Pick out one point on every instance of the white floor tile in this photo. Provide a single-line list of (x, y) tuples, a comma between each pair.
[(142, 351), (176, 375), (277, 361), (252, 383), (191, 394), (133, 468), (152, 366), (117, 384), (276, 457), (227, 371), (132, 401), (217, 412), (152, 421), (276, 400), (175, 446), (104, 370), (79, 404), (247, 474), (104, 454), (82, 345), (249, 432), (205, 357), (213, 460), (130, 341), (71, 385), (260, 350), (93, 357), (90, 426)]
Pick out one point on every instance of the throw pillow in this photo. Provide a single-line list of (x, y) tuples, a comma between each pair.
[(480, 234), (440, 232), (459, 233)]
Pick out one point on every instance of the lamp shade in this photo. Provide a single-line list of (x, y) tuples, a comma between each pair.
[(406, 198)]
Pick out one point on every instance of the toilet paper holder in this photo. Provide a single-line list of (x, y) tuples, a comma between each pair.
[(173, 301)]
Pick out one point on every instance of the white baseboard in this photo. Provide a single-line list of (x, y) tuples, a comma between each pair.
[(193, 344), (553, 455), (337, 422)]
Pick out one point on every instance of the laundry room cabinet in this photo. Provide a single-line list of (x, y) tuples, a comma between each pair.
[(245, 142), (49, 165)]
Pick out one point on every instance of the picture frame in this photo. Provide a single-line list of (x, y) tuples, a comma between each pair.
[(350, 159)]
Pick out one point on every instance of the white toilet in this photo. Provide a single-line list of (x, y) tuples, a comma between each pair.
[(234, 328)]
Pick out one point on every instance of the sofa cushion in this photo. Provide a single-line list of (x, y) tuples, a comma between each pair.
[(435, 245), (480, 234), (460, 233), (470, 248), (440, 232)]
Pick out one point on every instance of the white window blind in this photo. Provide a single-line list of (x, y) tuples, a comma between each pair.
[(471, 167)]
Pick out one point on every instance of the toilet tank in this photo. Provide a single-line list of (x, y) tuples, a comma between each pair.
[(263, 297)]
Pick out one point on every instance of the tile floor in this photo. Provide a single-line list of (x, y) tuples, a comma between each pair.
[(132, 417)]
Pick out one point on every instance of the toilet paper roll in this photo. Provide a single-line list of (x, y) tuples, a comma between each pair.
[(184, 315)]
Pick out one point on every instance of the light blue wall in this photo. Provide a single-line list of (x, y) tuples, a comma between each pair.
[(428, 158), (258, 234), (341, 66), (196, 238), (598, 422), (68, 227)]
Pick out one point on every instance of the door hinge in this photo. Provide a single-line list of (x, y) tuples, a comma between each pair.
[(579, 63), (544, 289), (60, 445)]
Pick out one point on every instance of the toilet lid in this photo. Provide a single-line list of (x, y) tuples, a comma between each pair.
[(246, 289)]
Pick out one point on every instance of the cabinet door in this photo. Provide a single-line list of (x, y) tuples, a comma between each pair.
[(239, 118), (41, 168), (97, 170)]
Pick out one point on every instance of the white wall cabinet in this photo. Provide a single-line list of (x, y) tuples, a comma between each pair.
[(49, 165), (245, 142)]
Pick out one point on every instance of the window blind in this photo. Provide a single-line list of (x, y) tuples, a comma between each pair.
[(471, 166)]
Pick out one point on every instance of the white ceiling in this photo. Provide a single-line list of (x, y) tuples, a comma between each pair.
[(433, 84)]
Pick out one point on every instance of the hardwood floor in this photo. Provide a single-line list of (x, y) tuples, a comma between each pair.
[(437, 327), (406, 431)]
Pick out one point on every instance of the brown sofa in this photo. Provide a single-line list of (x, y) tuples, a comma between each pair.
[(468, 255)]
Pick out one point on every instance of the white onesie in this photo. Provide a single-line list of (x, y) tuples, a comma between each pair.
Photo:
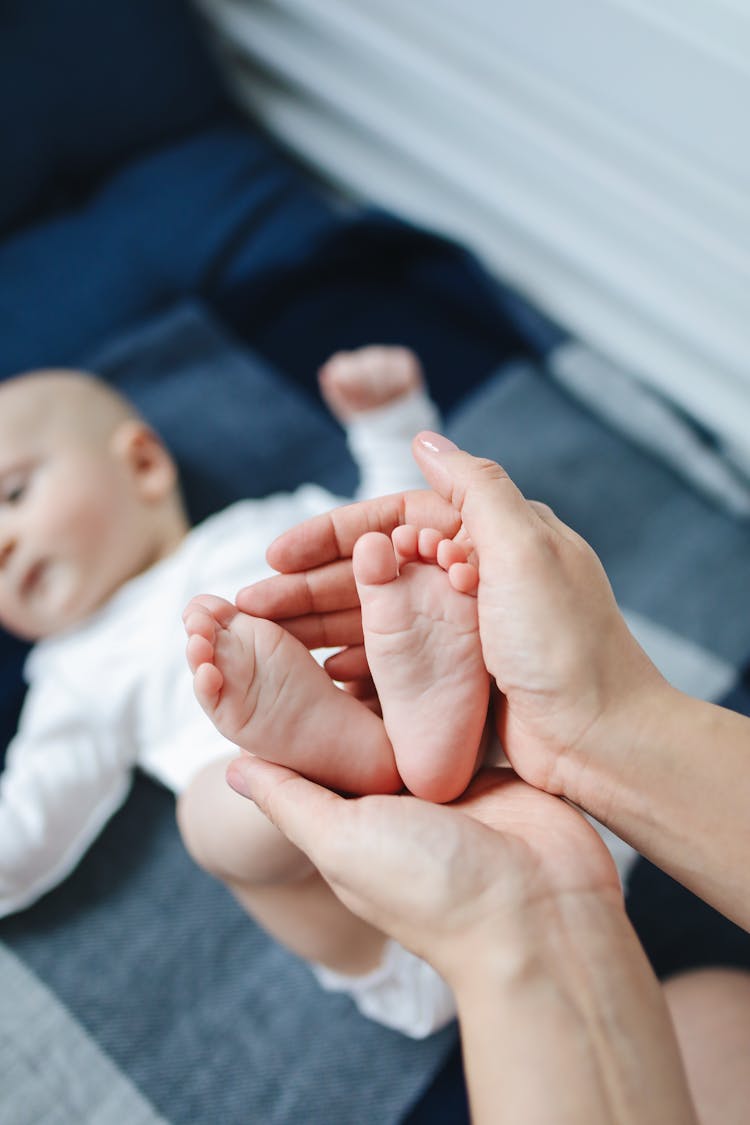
[(115, 692)]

◆ ◆ ◆

> _Required task_
Reproduce the whole listing above with "in this photo" changed to "in this image" wherever it occurs and every other word kept as it is. Leave the pictures out.

> _Solution_
Pick out one point on every instance of the white floor tile in this image. Provide a single-line list of (x, y) tuples, a comma between each pair.
[(142, 351), (176, 375), (277, 361), (252, 383), (191, 394), (133, 468), (152, 366), (117, 384), (276, 457), (227, 371), (132, 401), (217, 412), (152, 421), (276, 400), (175, 446), (104, 370), (79, 404), (247, 474), (104, 454), (82, 345), (249, 432), (205, 357), (213, 460), (130, 341), (71, 385), (260, 350), (93, 357), (90, 426)]
Pick out one point on every instance of the throw pillow in this image. Provide a single-line list of (x, y) tuples, a comma between each pair.
[(480, 234), (440, 232), (459, 233)]
Pick out one point on every instance of the lamp shade in this image. Provide a single-line list of (x, y) tuples, a comma between each pair.
[(406, 198)]
Pick out one point on every instance of the toilet paper holder in this image. Provide a single-line list of (x, y) tuples, a comma between each pair.
[(173, 301)]
Pick out one point on every instance of the white baseboard in this image. Provide a single-line list of (x, y) tuples, a comma between each pair.
[(193, 344), (553, 455), (337, 422)]
Pick out one point on every instance of the laundry room cabinet in this image. Provide a single-line list of (x, y) tuples, a comma between each pair.
[(245, 142), (49, 165)]
Pick out one point on every instance of the picture frame in this image. Provide a single-line list of (x, y) tuples, a comma between each pair.
[(350, 159)]
Pick out one point on every instance of the white toilet in this image. Provide a single-line list of (x, y) tuples, a comma between each pair.
[(234, 328)]
Pick out one point on every instance of the sofa cushion in this image. Provide a single-line list of (x, y) tuples, a comma between each pair.
[(435, 245), (480, 234), (460, 233), (470, 248), (440, 232)]
Pick out one point on every instance of the white window blind in this image. Provide a single-line list of (x, y) tuples, a comma between each pair.
[(471, 167)]
Pick out one point on every instance of the toilet tank in this image. Provide a single-line list of (x, y) tuples, a comma between each pair.
[(263, 297)]
Pick out one point on every instance of the tile floor in this image. Provide a single-line list of (x, y) tuples, a comma between each pair.
[(132, 417)]
Pick out one point on every instance of the toilet paper roll in this image. Provide a single-line list of (x, y) tuples, a comma between each pair.
[(184, 315)]
Pick out one point on every instance of the light blue wall in this image. Provide a single-line list of (x, y) tuples, a comma between each pair.
[(428, 158), (258, 234), (341, 66), (196, 238), (598, 422), (68, 227)]
Pick out one point on every instance of the door hinge in this image. Provide a single-line list of (x, y) tuples, a comma between each pair.
[(579, 63), (544, 289), (60, 445)]
Pick out one point on every instance of the toilet lid in this image. Provide a single-line list of (x, y) tuples, a comma between each pair.
[(246, 289)]
Pick out one point on every instance of the cabinet door in this image. Provide a single-line list of (x, y) tuples, a comma between each pair.
[(239, 118), (41, 168), (97, 170)]
Pick out one point on every instance of the white wall cabinet in this image. Provide a single-line list of (x, y) tuples, a comma between each pair.
[(49, 165), (245, 142)]
Pick out one point on every instance of the window blind in this image. Provide a single-line list of (x, y) tuples, a comma between each pair.
[(471, 166)]
Pick out one point on every instance of the white ceiling in this image. Provide a single-line list of (x, y) tuples, a comma between each pair.
[(433, 84)]
Pick out one point on every instance of the hardwood floor in this image. Provide a single-line list of (x, y) tuples, a comma between each pair.
[(437, 327), (406, 431)]
Pick out one point on every instance of the brown sofa in this image. Provide a single-line list of (x, y) tuples, a comma between each pair.
[(468, 255)]
Pick out one point on every instance of the white onesie in this image. Provide a single-line list of (x, y) tuples, a comma between each pair.
Photo:
[(115, 692)]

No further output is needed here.